**DIRECTIONS FOR THIS TASK**.
Give back the line where "of the wooden" appears and all the lines after it until the listing ends, unchanged and with nothing else.

**DATA IN THIS EXERCISE**.

◆ ◆ ◆ ◆ ◆ ◆ ◆

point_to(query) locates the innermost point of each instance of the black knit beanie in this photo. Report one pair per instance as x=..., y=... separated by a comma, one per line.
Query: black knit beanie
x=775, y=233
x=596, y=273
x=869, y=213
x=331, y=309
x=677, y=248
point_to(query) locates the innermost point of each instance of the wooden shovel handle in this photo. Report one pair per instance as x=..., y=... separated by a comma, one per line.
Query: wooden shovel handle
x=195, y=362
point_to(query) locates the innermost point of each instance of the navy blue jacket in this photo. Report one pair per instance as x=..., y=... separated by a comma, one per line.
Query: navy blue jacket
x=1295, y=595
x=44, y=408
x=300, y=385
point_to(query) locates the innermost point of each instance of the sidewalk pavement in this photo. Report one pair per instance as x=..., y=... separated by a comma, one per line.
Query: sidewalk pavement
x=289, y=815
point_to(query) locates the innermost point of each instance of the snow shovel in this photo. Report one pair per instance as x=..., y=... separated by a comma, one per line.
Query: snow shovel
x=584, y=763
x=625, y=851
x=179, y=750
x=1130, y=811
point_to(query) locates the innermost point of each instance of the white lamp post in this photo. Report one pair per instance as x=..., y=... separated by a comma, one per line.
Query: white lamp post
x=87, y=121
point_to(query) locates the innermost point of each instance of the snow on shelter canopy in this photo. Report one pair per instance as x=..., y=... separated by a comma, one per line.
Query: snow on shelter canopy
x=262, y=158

◆ ◆ ◆ ◆ ◆ ◆ ◆

**ANSWER BOX**.
point_to(query) locates the innermost point of each instance of the wooden shovel handle in this photo. Report one pair per instance as x=..., y=... separated by a comma, one per line.
Query: wooden shovel handle
x=195, y=362
point_to(query) locates the innermost point of each instance of the navy blue jacket in this photo. Report one pair per instance as x=..., y=... separated by a comma, one per line.
Query: navy blue jacket
x=1295, y=595
x=44, y=408
x=300, y=385
point_to(query) locates the innermost point of each instance of the sidewalk pavement in this photo. Report one pair per instance as x=..., y=... separated by a comma, one per line.
Query: sidewalk pavement
x=289, y=815
point_to(query) locates the innermost point of each instance of the snow shovel in this photo. Report one pair per instance as x=..., y=... separated by a comma, one per line.
Query: snow shovel
x=584, y=763
x=625, y=851
x=179, y=750
x=1130, y=811
point_to(query) locates the innermost point of each instance of the white lamp post in this photo. Report one pair per instance as x=..., y=... separated by a comma, one per line.
Query: white lamp post
x=87, y=121
point_to(query) locates the innermost point of each instance of the snow on shelter canopy in this photo. Report one pair per instance as x=..., y=... separated by a comma, one per line.
Query: snow on shelter canopy
x=262, y=158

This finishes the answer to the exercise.